• WRITTEN TASK: Beginning at the line containing "Task: Where can the green tree", output every line to the end of the data below exactly as it appears.

··········

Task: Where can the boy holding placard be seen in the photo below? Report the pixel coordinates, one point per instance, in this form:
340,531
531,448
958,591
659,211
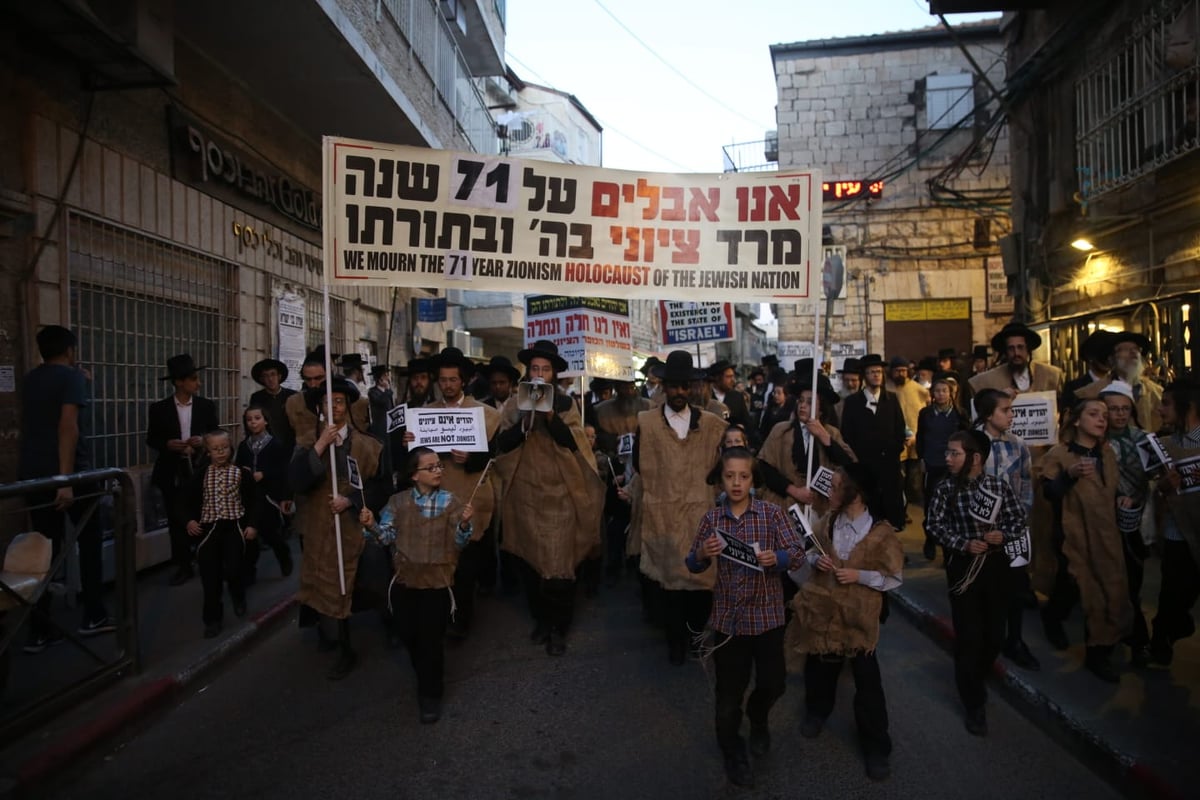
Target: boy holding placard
749,539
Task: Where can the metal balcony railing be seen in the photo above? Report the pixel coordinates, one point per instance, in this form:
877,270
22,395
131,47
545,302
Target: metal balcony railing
1137,109
429,35
751,156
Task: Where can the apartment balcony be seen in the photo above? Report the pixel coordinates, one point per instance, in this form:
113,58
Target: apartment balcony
1137,108
753,156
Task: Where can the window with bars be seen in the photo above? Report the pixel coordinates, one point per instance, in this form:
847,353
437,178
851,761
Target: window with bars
135,301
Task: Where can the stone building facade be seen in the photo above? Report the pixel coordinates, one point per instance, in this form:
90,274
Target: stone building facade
907,134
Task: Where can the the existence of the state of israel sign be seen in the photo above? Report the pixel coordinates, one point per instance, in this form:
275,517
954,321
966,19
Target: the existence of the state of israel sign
433,218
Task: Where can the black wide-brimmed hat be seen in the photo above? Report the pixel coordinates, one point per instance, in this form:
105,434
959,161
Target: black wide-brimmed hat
678,368
181,366
544,349
1032,340
502,364
257,371
315,397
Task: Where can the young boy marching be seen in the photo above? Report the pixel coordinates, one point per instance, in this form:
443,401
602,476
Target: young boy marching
429,528
748,607
221,516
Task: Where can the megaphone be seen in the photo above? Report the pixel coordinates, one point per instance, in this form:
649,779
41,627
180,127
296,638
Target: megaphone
535,396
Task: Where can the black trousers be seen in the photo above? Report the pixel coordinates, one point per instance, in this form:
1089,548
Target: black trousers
979,618
221,554
474,563
1177,594
870,707
52,523
684,612
551,600
420,618
175,503
732,660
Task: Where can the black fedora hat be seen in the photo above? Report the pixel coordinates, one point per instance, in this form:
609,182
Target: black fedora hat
544,349
1032,340
502,364
315,397
678,368
181,366
257,371
871,360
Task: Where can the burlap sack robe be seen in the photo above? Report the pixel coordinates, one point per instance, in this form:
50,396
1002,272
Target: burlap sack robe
1093,547
552,498
319,588
835,619
777,451
461,483
675,495
424,553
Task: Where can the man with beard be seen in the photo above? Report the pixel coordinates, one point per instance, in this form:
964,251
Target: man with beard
552,497
1126,355
502,377
616,428
673,453
912,397
273,397
873,425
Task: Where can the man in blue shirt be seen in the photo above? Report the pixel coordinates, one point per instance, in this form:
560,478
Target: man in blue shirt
52,443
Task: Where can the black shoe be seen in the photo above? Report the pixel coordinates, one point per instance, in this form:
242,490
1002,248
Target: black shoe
1055,635
342,667
737,769
556,643
877,767
760,739
1019,654
431,709
811,726
1102,667
183,575
39,643
977,721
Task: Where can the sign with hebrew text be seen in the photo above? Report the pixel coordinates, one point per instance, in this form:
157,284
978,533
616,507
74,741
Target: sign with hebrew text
418,217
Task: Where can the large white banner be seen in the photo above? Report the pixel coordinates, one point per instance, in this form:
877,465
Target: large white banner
592,334
433,218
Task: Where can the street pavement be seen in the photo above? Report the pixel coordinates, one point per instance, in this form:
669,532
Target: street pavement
612,719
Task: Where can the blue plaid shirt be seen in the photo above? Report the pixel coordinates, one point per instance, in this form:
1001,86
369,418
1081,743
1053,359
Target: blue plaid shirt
433,504
748,602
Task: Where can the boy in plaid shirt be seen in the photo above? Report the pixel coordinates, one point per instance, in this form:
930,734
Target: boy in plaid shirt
221,515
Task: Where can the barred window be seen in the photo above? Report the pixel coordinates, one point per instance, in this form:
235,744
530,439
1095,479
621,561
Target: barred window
135,301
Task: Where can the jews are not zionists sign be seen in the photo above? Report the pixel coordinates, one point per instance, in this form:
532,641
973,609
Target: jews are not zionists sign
433,218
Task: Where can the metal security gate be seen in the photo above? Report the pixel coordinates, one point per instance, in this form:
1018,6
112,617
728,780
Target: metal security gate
136,300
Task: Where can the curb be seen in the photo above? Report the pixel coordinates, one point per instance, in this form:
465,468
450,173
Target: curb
141,703
1143,777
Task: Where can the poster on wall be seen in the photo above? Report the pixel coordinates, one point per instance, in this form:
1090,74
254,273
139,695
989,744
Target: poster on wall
292,336
433,218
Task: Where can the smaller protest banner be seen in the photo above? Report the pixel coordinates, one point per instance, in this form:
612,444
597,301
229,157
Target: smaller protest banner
735,549
396,416
822,481
688,323
1189,474
984,505
1152,453
443,429
1036,419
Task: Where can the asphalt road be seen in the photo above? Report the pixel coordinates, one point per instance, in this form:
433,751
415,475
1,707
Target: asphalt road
612,719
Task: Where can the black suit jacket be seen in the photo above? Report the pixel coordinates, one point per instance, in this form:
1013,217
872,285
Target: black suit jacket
874,437
172,469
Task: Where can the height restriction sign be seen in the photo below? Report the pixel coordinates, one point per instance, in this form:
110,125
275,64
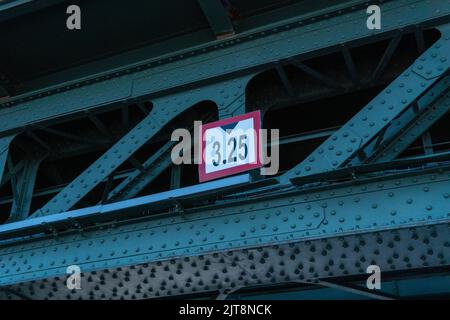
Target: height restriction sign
230,146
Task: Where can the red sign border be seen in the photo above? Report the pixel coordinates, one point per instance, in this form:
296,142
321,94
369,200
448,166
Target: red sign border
256,116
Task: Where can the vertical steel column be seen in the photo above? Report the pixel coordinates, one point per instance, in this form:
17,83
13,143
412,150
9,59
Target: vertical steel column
25,185
4,147
226,94
346,142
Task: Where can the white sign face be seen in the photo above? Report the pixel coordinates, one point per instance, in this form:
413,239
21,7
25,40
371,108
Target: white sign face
230,146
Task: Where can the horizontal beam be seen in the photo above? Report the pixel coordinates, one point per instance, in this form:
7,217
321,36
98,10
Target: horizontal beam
192,69
403,252
217,17
363,205
156,202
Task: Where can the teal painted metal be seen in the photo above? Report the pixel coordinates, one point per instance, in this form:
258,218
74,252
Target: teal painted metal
4,147
426,117
217,17
407,127
231,58
373,118
306,261
359,209
138,180
431,285
25,186
372,206
164,110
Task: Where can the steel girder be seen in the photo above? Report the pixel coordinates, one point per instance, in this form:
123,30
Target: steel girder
228,96
24,187
346,142
248,53
217,17
372,206
308,262
4,147
411,125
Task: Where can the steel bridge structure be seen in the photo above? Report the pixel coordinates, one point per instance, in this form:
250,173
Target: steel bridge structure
86,176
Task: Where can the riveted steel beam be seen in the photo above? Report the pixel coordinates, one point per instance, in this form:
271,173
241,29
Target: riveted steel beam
425,117
138,180
164,110
217,17
197,66
25,186
4,147
310,262
372,205
373,118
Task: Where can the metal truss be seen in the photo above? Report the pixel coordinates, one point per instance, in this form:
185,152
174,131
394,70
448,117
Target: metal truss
252,53
311,262
288,233
411,125
228,96
346,142
372,206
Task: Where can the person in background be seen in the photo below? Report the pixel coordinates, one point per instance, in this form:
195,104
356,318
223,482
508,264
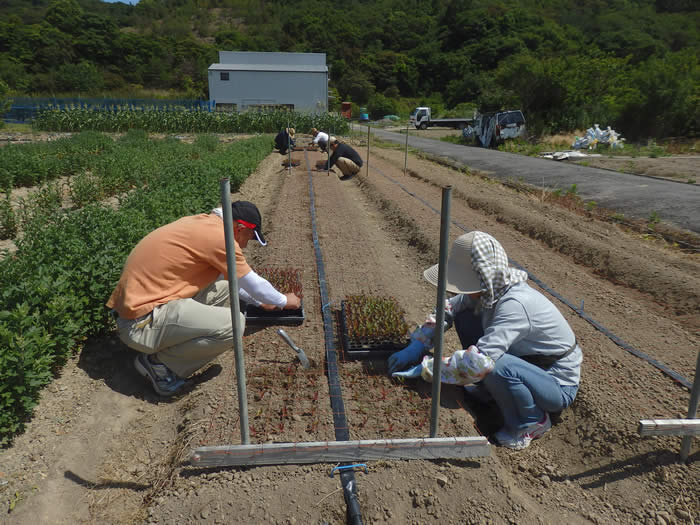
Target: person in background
170,303
285,140
535,358
346,158
320,139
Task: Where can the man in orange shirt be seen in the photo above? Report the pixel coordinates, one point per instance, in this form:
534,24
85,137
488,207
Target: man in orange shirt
170,304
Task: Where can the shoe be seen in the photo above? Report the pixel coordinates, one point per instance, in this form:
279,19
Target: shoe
164,381
523,438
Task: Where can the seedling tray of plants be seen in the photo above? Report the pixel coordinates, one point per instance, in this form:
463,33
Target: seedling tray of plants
285,280
372,327
256,315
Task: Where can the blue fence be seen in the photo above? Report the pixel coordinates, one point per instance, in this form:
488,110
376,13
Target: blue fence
24,109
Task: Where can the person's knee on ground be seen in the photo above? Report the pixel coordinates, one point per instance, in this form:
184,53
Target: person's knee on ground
347,167
468,327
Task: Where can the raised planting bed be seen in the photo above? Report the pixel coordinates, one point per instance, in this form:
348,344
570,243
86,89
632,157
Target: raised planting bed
286,280
372,327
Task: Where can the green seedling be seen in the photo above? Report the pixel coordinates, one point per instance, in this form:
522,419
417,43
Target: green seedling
374,319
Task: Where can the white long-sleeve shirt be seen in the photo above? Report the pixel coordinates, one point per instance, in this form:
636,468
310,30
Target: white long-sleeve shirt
524,322
321,137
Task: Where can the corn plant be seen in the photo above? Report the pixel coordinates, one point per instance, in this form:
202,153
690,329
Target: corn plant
374,319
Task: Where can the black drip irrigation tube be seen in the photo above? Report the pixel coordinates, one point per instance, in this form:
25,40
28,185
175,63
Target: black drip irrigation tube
347,477
615,339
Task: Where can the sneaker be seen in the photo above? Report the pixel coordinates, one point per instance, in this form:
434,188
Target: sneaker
524,437
164,381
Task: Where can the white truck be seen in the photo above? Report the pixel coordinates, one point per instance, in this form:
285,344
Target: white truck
421,119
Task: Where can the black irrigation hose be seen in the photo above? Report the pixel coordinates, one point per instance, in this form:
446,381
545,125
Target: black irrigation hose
342,433
619,342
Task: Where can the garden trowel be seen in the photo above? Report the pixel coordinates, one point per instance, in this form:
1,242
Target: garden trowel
300,353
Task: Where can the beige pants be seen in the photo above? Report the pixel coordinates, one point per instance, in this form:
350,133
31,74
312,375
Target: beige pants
184,334
347,166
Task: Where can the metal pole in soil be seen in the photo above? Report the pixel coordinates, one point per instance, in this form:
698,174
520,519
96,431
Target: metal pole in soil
328,153
440,308
235,309
368,138
692,410
289,148
405,159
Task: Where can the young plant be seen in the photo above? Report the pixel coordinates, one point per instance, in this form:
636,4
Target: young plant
374,319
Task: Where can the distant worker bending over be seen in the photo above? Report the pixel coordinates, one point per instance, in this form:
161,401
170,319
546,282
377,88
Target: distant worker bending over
346,158
170,303
320,139
284,140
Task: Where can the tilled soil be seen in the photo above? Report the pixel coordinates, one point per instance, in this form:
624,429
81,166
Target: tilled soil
103,447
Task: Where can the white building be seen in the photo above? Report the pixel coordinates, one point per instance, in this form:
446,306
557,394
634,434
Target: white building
249,79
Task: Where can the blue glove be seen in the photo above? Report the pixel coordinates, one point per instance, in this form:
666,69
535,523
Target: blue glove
407,357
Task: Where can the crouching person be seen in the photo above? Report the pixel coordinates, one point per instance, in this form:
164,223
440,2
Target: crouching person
534,361
170,303
346,158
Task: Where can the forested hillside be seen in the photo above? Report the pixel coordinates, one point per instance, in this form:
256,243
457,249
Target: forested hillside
632,64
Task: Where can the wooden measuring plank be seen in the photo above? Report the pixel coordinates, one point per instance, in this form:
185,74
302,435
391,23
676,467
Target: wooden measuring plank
669,427
340,451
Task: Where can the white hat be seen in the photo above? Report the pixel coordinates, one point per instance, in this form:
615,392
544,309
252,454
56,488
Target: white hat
461,277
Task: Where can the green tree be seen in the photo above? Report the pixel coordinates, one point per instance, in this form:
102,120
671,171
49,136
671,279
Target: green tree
82,77
64,15
5,101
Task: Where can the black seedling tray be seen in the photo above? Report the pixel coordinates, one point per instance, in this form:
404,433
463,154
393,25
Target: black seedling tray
373,350
255,315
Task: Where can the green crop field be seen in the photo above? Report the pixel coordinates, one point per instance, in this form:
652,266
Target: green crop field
68,259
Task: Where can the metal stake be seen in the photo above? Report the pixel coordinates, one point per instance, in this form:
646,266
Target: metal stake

··········

• WRITTEN RESPONSE:
Task: Where can the green tree be seen in the photo above? Report the pixel coordinates, one point per instance, in this form:
102,120
671,171
49,136
671,279
Target: green tree
82,77
64,15
5,101
Task: Where can the black seedling tray be seen in the photo above? Report the pixel coordinates, one point per instance, in this form:
404,433
463,154
393,25
Target: black seedling tray
373,350
255,315
Task: Where can the green crop field be seen in the photo above? Report the pixel coordinates, one point per instance, in this form:
652,266
Target: green crop field
68,259
Task: Where can the metal stake be seen in the photo above? Report the pixel coordinates, one point per instance, in this form:
646,266
Target: metal stake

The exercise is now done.